## Extract provided
She founded Bote Natirel in 2009. The start-up produced a small product range of body butters and facial lotions, scrubs and washes. Sam sold mostly to women in Haiti, where she spent summer vacations as a child on her family’s farm learning about local vegetables and fruits which she later used in products.
She was able to appeal to her demographic by focusing on natural ingredients which people in Haiti feel strongly about, she says. “Because of the culture and the way that people envisage skincare is different you have to tailor it to that region.”
The fashion and beauty sectors are crowded but female founders say they can stand out by building a strong brand that can resonate with like-minded consumers.
“Understand what your brand is standing for so you can stand behind that,” says Annee de Mamiel. She’s the founder of de Mamiel, a skincare company that creates products by combining the ancient principles of Chinese medicine and scientific research.
Annee believes that the way we look and feel are interconnected, and has created a brand that is centred on wellness. She founded the company after being diagnosed with cancer at the age of 27. Chemotherapy and radiation treatments had affected her skin and no skincare products worked for her – so she created her own.
“It’s very dear to my heart because I believe it got me through a very difficult time in my life,” Annee says.
She sources unique ingredients, such as a particular crop of lavender grown at high altitude in New Zealand in rich soil, which is the most potent form of the plant and useful for anti-inflammatory products.
“[It is] the sourcing and the blending of the product which makes it different to other brands on the market,” Annee says.
De Mamiel is also different because its products are tailored to seasonality, with separate ranges for autumn, winter, spring and summer. “Because somebody is not doing it or it hasn’t been done, there is difficulty,” Annee says.
But she believes this uniqueness has been the key to her success. De Mamiel is sold through fashion retailer Net-A-Porter and Fortnum & Mason, the luxury department store chain, and is used by Virgin founder Richard Branson’s private island, Necker Island. “For me it is all about believing in what you do,” she says.

## Given entries
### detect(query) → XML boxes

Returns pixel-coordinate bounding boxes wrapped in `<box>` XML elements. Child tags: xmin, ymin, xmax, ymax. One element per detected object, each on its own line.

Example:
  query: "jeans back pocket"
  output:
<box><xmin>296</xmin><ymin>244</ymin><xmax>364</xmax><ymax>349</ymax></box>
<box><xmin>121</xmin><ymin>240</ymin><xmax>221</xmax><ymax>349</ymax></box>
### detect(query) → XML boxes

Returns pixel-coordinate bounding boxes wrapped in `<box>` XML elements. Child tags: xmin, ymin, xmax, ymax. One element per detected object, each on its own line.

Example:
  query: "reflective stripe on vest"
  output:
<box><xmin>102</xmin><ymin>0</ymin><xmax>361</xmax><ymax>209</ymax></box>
==
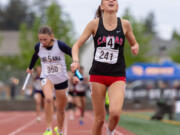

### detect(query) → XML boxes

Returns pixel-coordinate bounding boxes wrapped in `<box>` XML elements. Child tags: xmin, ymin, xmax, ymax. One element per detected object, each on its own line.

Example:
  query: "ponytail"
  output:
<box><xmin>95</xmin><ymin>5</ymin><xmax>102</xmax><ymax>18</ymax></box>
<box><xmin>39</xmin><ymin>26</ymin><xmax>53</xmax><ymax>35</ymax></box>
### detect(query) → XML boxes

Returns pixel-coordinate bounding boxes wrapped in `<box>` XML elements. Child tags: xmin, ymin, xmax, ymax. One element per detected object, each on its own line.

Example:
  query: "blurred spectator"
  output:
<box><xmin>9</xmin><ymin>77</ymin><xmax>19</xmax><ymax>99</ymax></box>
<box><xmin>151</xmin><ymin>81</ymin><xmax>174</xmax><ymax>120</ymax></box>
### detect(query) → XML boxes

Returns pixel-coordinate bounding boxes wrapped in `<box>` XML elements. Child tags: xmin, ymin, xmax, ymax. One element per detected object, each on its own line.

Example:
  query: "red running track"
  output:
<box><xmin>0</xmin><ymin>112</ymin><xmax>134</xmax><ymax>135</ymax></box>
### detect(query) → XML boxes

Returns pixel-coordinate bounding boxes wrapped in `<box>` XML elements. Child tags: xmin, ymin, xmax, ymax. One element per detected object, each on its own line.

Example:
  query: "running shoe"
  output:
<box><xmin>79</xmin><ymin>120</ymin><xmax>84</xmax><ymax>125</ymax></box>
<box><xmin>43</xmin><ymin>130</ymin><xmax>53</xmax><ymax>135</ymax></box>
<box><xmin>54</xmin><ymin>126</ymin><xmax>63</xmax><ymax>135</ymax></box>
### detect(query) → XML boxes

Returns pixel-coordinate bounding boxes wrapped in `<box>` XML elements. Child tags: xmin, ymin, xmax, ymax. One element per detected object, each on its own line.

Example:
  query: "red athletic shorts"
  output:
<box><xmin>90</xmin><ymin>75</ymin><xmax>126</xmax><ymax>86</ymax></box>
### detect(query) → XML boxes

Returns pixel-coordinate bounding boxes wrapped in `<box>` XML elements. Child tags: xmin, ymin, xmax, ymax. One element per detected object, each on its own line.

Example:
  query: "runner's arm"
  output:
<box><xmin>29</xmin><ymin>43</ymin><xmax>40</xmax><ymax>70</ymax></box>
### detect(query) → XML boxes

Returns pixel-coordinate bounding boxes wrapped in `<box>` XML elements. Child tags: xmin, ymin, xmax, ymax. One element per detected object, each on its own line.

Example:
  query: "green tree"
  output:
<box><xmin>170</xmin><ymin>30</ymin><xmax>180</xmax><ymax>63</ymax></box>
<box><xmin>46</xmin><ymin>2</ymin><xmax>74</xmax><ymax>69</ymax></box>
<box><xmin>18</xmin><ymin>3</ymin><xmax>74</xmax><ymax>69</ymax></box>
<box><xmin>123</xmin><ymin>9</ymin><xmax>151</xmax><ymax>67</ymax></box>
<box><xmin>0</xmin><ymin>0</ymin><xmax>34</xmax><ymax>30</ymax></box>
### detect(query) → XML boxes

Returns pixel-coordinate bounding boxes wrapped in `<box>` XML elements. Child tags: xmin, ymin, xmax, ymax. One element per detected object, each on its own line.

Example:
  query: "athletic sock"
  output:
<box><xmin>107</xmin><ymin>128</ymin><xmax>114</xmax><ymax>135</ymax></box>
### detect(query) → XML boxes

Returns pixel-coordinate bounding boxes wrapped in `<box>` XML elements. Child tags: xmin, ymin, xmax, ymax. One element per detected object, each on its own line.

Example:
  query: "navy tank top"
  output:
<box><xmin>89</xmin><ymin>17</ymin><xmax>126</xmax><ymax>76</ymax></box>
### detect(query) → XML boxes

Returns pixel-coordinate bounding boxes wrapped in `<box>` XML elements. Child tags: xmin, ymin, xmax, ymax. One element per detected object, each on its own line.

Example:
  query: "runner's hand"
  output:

## To do
#1 According to the skincare article, at what age was Annee de Mamiel diagnosed with cancer?
#2 Reproduce the stretch of the skincare article from "She was able" through "and scientific research.".
#3 Write what comes next in the skincare article, picking up after its final sentence.
The items have no connection to the skincare article.

## Answers by item
#1 She was diagnosed at the age of 27.

#2
She was able to appeal to her demographic by focusing on natural ingredients which people in Haiti feel strongly about, she says. “Because of the culture and the way that people envisage skincare is different you have to tailor it to that region.”
The fashion and beauty sectors are crowded but female founders say they can stand out by building a strong brand that can resonate with like-minded consumers.
“Understand what your brand is standing for so you can stand behind that,” says Annee de Mamiel. She’s the founder of de Mamiel, a skincare company that creates products by combining the ancient principles of Chinese medicine and scientific research.

#3
Although investment in companies set up by women has increased, raising funds from mostly male investors, particularly for brands that target female consumers, can be tricky.
According to research by US business school Babson College, VC firms with women partners are more than twice as likely to invest in companies with a woman on the executive team – but the total number of women partners at VC firms has fallen 6% to 10% over the past two decades.
“While a significant number of organizations have emerged to help support, train, and celebrate women entrepreneurs, more must be done to ensure women entrepreneurs have the funding they require,” says Kerrie MacPherson, a principal at EY, the professional services firm.
Part of the reason for the increase in female founders, suggests Caroline at Henley, is that they identify with the opportunity to be their own boss. “Often the MBA provides women with the confidence and self-esteem to take the plunge and to realise their dream,” she says.
But many women – and men – are still hesitant when it comes to leaving the security of a full-time job to pursue a business venture.
At Wakeman Road, Emma says becoming an entrepreneur was always about her passion.
Since leaving investment banking at the age of 27 she has achieved plenty of start-up success, but it required much graft and determination. “It’s quite exhausting. All the things you typically get when you start up your very first business – it doesn’t change,” she says. “You really have to have an appetite for it.”